» Zielsetzung: Wiederhole aus dem Forumsthread zum Erstellen und Einbinden von DLLs den Abschnitt zwischen "## Thomas Kuse" und "Dyck (19. Juli 2006)", beide eingeschlossen, wortgetreu.

» Bereitgestellter Text:
>>>>

# DLL erstellen und in ein Projekt einbinden



## Andrej Dyck (18. Juli 2006)

Hallo zusammen,

Ich habe schon danach gesucht und nicht viel Hilfreiches gefunden.
Ich suche ein Tutorial, dass beschreibt wie man DLL's erstellt und dann in einem anderen c++ Projekt einbindet und die Funktionen nutzt. Ich arbeite mit Micrsoft Visual Studio 2005 (C++). Gibt es eine allgemeine Vorgehensweise, oder macht das jeder Compiler anders?
Bitte postet ein Link zu einem Tut. oder wenn ihr Zeit habt auch ein kleines Beispiel Programm.

Gruß Andrej

P.S. Bitte lasst die Option "COM" aus oder überzeugt mich mit Vor- und Nachteilen.


----------



## Thomas Kuse (19. Juli 2006)

Ein einfaches und sogar für das Visual Studio geschriebenes Tutorial für die Erstellung und Benutzung einer statischen DLL in C++

How to Create a Simple Win32 DLL


----------



## Andrej Dyck (19. Juli 2006)

Danke.
Gruß Andrej


----------



## aspen (20. Juli 2006)

/*dllmain.cpp*/

/*******************************************************************************

IGOR ( Userexit für das EASY Archivsystem)
Version 1.3 


Geprüft auf dem EASY Archivsystem 3.40
Plattform Microsoft Windows
**************************************
Erstellt unter DEV C++ 4.9.9.2 
( Bloodshed Software )
*************************************/

// Bibliotheken einbinden
#include <iostream>
#include <windows.h>
#include <stdio.h>
#include <string>


#define DLL_EXPORT
#include "dll.h"


extern "C"
{


	DECLDIR int Zaehler1_alter_Stand (
                                      int nType, int nState, int nFldIdx,
                                      LPSTR lpszMskName, int nSizeMskName, 
                                      LPSTR lpszBlobFile, int nSizeBlobFile,
                                      LPSTR lpszFldData, int nSizeFldData, 
                                      LPSTR lpszErrText, int nSizeErrText
                                     )                       
	{

           char *str;
           char fd[200];
           char pfad[200]="IGOR\\";
           str = "_zaehlerstand_1_alt.txt";
           char acUserName[100];

           DWORD nUserName = sizeof(acUserName);
           if (GetUserName(acUserName, &nUserName))

           {

           strcat(acUserName,str);
           strcpy (fd,acUserName);
           strcat(pfad,fd);


           FILE *cs;
           cs=fopen(pfad,"a+");

           if (cs==NULL)

<<<<

» Entnommenes Material:
>>>>

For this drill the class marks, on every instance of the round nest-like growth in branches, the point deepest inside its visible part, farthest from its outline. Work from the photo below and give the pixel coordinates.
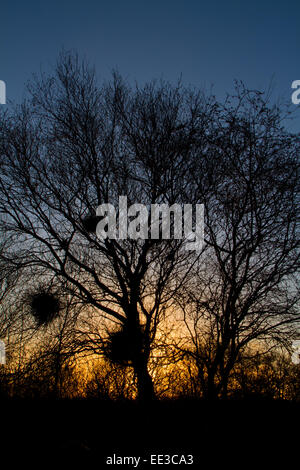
(90, 223)
(124, 345)
(45, 306)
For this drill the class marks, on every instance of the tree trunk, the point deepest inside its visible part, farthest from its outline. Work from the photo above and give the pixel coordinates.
(145, 384)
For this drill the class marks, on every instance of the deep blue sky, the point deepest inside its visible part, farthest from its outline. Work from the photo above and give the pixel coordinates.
(208, 42)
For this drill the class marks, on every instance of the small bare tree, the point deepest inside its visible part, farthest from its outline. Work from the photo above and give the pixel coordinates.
(245, 287)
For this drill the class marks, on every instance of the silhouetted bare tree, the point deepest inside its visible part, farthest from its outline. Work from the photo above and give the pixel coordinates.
(73, 146)
(245, 287)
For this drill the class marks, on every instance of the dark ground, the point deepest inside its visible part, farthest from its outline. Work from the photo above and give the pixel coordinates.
(233, 434)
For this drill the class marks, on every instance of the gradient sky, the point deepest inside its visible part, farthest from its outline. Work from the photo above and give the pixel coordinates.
(208, 42)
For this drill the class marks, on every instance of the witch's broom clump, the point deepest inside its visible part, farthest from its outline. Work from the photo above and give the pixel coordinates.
(90, 222)
(45, 306)
(124, 345)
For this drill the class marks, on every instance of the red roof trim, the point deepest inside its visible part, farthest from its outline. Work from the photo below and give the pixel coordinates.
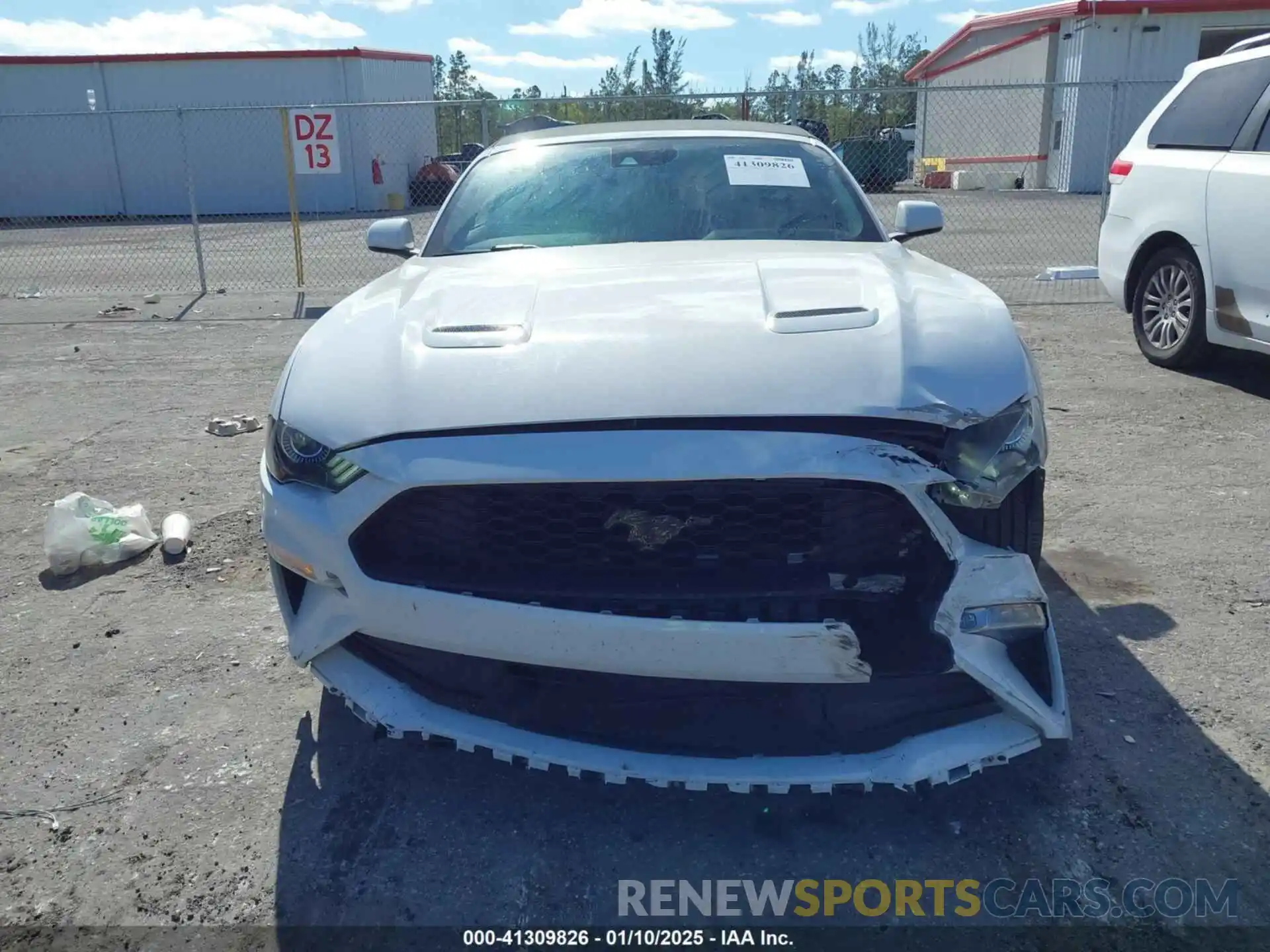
(1079, 8)
(994, 50)
(353, 52)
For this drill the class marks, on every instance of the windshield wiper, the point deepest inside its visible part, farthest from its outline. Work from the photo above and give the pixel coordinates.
(509, 247)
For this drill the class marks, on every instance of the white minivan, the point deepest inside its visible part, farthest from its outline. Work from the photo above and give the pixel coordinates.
(1185, 247)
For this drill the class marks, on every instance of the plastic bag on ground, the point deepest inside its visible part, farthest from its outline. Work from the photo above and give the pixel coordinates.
(83, 531)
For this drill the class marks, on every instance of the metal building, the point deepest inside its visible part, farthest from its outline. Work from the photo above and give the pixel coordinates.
(1111, 63)
(136, 135)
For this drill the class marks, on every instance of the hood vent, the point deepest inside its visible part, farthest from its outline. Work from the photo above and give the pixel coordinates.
(822, 319)
(476, 335)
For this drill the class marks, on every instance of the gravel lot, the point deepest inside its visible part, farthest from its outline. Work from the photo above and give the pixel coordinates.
(249, 797)
(1005, 239)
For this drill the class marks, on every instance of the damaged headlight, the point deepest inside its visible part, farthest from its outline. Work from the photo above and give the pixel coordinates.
(990, 459)
(292, 456)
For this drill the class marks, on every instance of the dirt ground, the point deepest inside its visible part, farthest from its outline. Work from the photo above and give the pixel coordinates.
(245, 796)
(1003, 239)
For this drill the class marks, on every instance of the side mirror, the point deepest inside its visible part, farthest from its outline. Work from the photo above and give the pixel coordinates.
(392, 237)
(916, 219)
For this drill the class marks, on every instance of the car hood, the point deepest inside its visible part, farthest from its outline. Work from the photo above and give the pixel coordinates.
(681, 329)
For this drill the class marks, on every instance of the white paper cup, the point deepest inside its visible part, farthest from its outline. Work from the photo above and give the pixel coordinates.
(175, 534)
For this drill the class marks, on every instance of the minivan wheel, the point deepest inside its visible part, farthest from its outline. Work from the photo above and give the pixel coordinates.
(1169, 310)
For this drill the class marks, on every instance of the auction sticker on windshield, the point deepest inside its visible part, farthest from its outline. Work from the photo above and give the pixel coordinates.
(766, 171)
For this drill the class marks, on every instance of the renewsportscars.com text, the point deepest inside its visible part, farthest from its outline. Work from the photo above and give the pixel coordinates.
(963, 898)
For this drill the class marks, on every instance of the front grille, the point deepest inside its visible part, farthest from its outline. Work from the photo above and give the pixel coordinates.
(681, 716)
(727, 550)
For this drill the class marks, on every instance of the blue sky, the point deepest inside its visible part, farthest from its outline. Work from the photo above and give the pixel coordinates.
(509, 42)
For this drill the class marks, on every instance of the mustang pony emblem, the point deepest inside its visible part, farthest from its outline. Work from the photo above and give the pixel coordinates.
(648, 532)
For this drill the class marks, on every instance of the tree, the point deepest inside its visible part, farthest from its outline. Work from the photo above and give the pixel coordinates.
(620, 83)
(460, 83)
(439, 78)
(884, 59)
(667, 63)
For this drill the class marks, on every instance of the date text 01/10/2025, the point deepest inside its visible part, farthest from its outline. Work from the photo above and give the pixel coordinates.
(611, 938)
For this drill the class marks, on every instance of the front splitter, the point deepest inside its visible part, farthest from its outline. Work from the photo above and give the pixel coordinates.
(944, 756)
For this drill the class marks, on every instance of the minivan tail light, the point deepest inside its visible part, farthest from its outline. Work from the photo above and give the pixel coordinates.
(1119, 172)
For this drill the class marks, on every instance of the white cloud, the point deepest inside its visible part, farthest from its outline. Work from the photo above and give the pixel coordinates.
(469, 46)
(846, 59)
(867, 8)
(243, 27)
(960, 19)
(789, 18)
(484, 54)
(498, 84)
(592, 17)
(381, 5)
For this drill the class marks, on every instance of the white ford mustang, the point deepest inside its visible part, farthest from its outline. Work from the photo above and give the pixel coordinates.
(661, 460)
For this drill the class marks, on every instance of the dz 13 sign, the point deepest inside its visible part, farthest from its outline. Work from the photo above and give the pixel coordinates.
(316, 143)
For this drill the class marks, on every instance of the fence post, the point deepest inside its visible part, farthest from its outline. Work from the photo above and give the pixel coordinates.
(288, 157)
(193, 202)
(1107, 163)
(921, 136)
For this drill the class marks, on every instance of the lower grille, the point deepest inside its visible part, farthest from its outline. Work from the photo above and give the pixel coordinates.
(726, 550)
(679, 716)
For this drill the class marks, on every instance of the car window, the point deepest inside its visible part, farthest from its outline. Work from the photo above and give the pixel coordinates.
(1210, 111)
(1264, 139)
(652, 190)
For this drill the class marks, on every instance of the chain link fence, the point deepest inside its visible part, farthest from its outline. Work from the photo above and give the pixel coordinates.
(265, 198)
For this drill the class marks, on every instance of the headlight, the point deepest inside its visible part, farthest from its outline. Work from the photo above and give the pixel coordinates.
(991, 459)
(294, 457)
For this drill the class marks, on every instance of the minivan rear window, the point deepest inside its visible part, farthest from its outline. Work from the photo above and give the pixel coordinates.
(1213, 108)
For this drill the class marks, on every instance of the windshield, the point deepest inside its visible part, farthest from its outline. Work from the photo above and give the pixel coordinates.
(652, 190)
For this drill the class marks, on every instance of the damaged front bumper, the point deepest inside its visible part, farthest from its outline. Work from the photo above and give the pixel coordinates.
(312, 528)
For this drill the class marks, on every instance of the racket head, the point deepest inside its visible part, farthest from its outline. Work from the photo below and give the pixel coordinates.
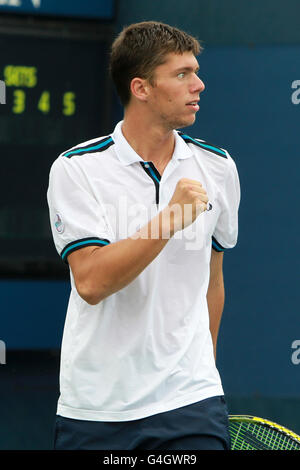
(254, 433)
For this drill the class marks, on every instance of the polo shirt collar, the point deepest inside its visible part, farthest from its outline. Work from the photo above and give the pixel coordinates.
(127, 155)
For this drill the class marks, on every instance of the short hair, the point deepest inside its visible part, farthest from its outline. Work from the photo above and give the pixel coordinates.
(140, 48)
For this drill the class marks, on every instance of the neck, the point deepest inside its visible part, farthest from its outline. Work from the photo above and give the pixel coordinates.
(150, 141)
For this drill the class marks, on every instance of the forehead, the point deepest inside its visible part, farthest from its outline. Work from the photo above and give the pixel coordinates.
(175, 61)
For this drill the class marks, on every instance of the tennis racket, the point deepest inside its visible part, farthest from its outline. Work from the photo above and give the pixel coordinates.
(252, 433)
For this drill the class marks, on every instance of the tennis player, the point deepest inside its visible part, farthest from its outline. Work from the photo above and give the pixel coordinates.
(142, 217)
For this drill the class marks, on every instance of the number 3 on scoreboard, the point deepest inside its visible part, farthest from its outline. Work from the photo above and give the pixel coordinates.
(69, 103)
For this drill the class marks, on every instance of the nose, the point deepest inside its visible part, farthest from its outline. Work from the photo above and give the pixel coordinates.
(198, 85)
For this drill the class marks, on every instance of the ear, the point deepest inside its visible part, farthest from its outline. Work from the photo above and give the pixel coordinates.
(140, 88)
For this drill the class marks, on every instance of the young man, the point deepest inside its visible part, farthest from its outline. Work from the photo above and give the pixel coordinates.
(142, 217)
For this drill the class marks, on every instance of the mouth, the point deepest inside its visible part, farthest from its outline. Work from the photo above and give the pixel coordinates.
(193, 105)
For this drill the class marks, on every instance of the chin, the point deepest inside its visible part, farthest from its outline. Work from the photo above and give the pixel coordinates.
(185, 123)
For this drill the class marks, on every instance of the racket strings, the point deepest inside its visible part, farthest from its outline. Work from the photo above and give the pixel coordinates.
(249, 436)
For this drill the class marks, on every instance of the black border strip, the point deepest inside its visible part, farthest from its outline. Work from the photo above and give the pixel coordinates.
(82, 243)
(81, 150)
(153, 179)
(202, 145)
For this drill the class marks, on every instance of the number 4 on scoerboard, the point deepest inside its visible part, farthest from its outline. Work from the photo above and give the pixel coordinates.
(2, 92)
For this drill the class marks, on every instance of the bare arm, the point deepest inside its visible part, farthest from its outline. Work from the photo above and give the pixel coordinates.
(215, 295)
(100, 271)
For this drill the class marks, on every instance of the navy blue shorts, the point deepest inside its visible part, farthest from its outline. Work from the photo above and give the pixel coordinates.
(200, 426)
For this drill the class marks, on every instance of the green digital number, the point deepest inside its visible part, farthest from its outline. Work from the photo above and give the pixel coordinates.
(19, 101)
(69, 105)
(44, 102)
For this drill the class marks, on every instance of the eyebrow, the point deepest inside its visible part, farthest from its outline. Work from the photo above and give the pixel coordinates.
(187, 69)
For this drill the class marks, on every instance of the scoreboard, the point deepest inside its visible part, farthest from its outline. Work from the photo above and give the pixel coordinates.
(58, 94)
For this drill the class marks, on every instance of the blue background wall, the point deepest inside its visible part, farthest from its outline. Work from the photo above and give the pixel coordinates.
(251, 57)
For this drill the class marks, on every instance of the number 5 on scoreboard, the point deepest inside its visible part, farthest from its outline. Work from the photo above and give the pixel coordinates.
(69, 105)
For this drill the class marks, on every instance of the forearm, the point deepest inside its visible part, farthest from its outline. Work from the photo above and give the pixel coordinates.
(109, 269)
(215, 301)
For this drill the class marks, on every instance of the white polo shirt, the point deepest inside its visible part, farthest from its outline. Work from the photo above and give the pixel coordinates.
(147, 348)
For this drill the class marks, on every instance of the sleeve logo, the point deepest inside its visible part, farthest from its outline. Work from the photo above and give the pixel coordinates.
(59, 223)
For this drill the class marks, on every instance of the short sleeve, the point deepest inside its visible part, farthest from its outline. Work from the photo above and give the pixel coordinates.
(77, 218)
(226, 231)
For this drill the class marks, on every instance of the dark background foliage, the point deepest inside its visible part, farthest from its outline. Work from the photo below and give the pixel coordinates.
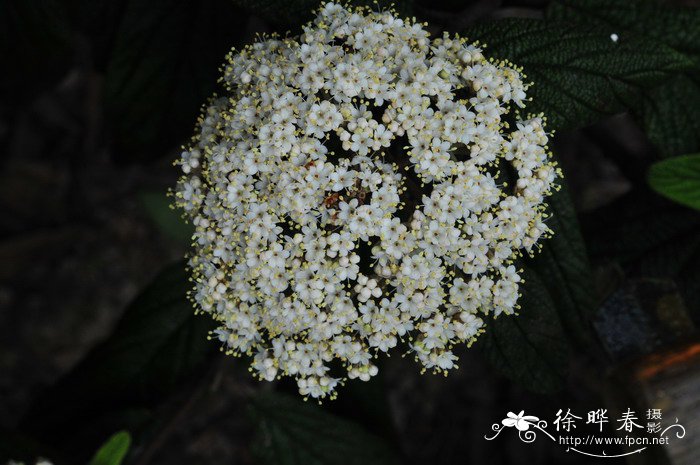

<<<<

» Endergebnis:
## Thomas Kuse (19. Juli 2006)

Ein einfaches und sogar für das Visual Studio geschriebenes Tutorial für die Erstellung und Benutzung einer statischen DLL in C++

How to Create a Simple Win32 DLL


----------



## Andrej Dyck (19. Juli 2006)